▸ Texto extraído
La sátira, tal como la conocemos hoy en Occidente, viene de la Grecia antigua primero, y de la cultura latina después, y tiene más de 2.500 años. Y, sin duda, uno de sus máximos referentes fue el comediógrafo Aristófanes que, en sus comedias, se preocupó mucho por burlarse de todo lo público, desde la nobleza hasta los autores trágicos como Eurípides o los filósofos de moda como Sócrates; desde actores o poetas de su tiempo a políticos, militares y hasta de los propios dioses. Ni más ni menos que como hacemos los que hacemos sátira hoy. Y Aristófanes lo hacía siempre con ironía, sarcasmo, escatología, exabruptos, insultos o sutilezas… haciendo uso indiscriminado de las figuras públicas y no tan públicas a través de la burla y vejación de sus imágenes. Y sí, parece que el tipo vivía de eso, es decir: se lucraba de la imagen -o prestigio, u honor- de aquellos a los que caricaturizaba en sus comedias.

Por cierto, la comedia de Aristófanes de fuerte carácter político y satírico -en el sentido actual de la palabra- se desarrolló sobre aquella primera democracia griega y desde entonces el género satírico ha estado ligado especialmente a las democracias, no hay totalitarismo, del signo que sea, que soporte la sátira.

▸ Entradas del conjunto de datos

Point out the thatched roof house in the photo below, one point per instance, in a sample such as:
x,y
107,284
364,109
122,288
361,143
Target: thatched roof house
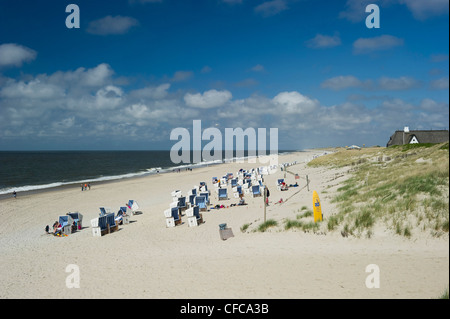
x,y
411,137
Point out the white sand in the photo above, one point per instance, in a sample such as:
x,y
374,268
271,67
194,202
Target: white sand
x,y
147,260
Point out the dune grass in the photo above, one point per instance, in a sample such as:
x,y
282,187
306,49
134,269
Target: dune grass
x,y
403,187
267,224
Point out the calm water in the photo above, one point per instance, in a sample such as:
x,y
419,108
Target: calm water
x,y
25,171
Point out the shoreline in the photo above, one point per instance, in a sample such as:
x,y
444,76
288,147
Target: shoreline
x,y
112,178
77,184
153,261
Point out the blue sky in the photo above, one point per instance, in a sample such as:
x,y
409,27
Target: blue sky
x,y
136,69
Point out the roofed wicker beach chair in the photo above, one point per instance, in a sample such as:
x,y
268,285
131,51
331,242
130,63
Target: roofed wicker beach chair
x,y
223,194
200,201
256,191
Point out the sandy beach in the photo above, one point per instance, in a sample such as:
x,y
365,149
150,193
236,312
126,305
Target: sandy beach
x,y
145,259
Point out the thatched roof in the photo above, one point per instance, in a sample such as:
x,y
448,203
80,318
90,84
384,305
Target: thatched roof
x,y
429,136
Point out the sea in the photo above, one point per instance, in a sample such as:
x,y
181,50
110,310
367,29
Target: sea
x,y
24,171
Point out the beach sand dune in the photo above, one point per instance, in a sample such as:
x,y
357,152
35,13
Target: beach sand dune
x,y
144,259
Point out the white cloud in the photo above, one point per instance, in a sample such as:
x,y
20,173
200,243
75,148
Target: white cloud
x,y
397,84
424,9
294,102
209,99
206,69
323,41
380,43
440,84
34,89
258,68
182,76
112,25
341,82
150,92
271,8
12,54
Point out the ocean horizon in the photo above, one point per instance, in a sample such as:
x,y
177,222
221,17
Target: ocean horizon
x,y
24,171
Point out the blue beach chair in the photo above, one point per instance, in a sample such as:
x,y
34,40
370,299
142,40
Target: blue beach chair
x,y
200,201
256,190
223,193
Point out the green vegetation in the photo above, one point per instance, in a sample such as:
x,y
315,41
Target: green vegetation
x,y
444,295
267,224
244,227
403,187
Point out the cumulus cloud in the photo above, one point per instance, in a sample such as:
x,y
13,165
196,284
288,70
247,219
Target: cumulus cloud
x,y
258,68
60,106
342,82
424,9
380,43
321,41
182,76
151,92
112,25
12,54
294,103
209,99
397,84
271,8
440,84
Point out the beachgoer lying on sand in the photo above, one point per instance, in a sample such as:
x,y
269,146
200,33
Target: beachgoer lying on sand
x,y
57,228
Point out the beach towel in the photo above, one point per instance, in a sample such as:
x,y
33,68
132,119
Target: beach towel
x,y
226,233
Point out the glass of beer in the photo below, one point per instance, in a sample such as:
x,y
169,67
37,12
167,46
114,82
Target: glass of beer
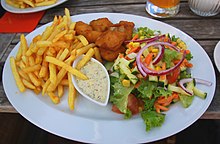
x,y
162,8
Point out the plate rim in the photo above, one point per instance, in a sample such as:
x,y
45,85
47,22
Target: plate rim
x,y
216,49
29,10
95,123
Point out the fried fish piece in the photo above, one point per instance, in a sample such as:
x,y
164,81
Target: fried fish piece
x,y
125,27
109,55
86,30
110,40
101,24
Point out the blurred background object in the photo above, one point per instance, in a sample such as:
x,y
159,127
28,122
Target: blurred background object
x,y
162,8
205,7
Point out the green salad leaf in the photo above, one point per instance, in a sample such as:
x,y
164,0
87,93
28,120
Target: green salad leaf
x,y
186,100
152,119
119,95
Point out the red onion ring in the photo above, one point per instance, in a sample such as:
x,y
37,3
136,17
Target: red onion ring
x,y
145,40
145,70
163,72
159,55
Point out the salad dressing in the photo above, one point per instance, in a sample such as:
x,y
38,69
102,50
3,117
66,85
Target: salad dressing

▸ Qué se pide
Reproduce todo lo que va desde "Por cierto, la" hasta "soporte la sátira." en el texto sobre la sátira, y sustituye "totalitarismo" por "autoritarismo". Los registros provienen de una fuente distinta.

▸ Problema resuelto
Por cierto, la comedia de Aristófanes de fuerte carácter político y satírico -en el sentido actual de la palabra- se desarrolló sobre aquella primera democracia griega y desde entonces el género satírico ha estado ligado especialmente a las democracias, no hay autoritarismo, del signo que sea, que soporte la sátira.